= Problem to solve =
Which of the lines below contain the string "gold"? Pull each one out of the data.

= Records for this exercise =
>>>>

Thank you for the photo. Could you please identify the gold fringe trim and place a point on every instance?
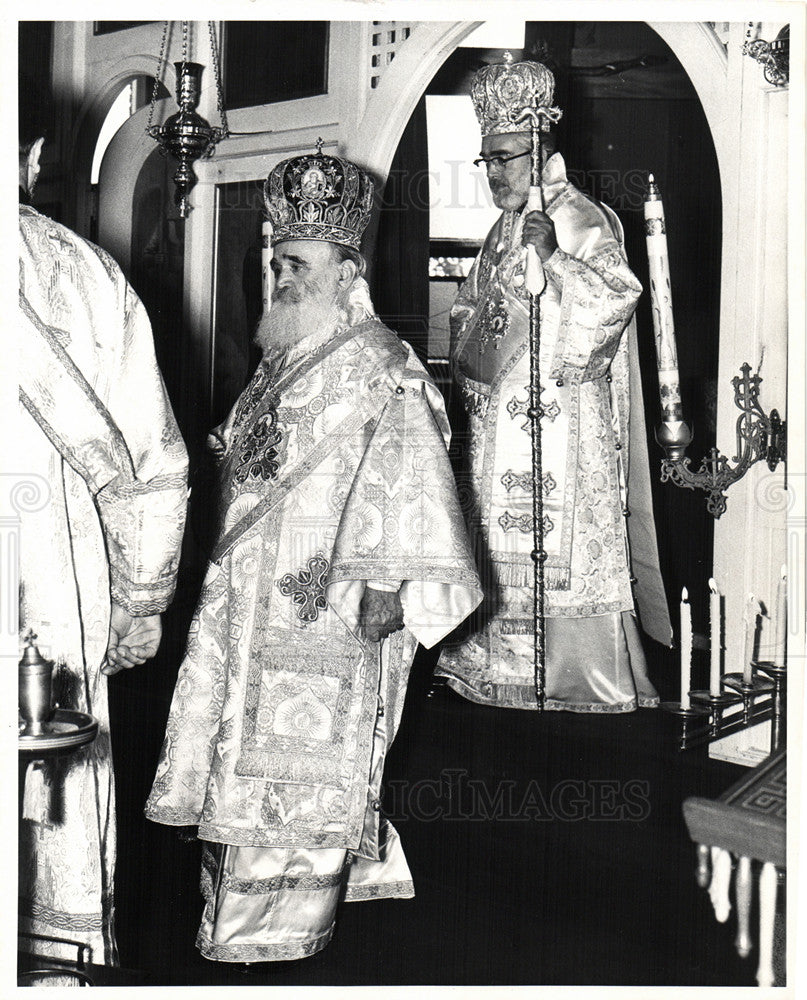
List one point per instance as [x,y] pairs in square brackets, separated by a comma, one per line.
[512,574]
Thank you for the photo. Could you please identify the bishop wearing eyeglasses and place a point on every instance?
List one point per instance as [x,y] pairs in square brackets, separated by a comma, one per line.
[593,473]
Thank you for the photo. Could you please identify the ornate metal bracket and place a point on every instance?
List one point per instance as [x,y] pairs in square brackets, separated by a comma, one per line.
[759,438]
[773,56]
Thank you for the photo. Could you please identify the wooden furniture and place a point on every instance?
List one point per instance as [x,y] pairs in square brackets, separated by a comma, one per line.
[747,822]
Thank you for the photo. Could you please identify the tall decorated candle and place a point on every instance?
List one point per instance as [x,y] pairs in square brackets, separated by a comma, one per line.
[661,304]
[780,624]
[750,630]
[715,644]
[686,647]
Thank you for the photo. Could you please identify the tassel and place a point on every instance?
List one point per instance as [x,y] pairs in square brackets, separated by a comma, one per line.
[36,795]
[510,574]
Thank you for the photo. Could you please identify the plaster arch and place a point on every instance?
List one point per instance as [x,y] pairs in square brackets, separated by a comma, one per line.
[120,168]
[391,104]
[90,120]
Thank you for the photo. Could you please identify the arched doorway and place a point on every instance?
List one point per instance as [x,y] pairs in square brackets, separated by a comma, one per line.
[630,109]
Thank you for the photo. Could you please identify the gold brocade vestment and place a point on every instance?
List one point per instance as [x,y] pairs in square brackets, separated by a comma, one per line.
[335,473]
[591,401]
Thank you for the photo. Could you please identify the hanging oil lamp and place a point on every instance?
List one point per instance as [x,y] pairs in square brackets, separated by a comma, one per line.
[186,135]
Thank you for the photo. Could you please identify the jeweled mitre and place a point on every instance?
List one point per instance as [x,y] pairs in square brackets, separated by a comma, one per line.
[501,93]
[319,197]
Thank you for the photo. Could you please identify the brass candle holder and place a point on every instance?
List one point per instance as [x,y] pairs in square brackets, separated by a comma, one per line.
[760,437]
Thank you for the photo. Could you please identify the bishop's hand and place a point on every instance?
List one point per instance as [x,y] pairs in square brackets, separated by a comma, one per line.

<<<<

= Answer for this exercise =
Thank you for the photo. Could you please identify the gold fringe trim and place a point on every instance?
Thank you for the photo. Could you please identify the gold brocade vestment and place a point on every instance?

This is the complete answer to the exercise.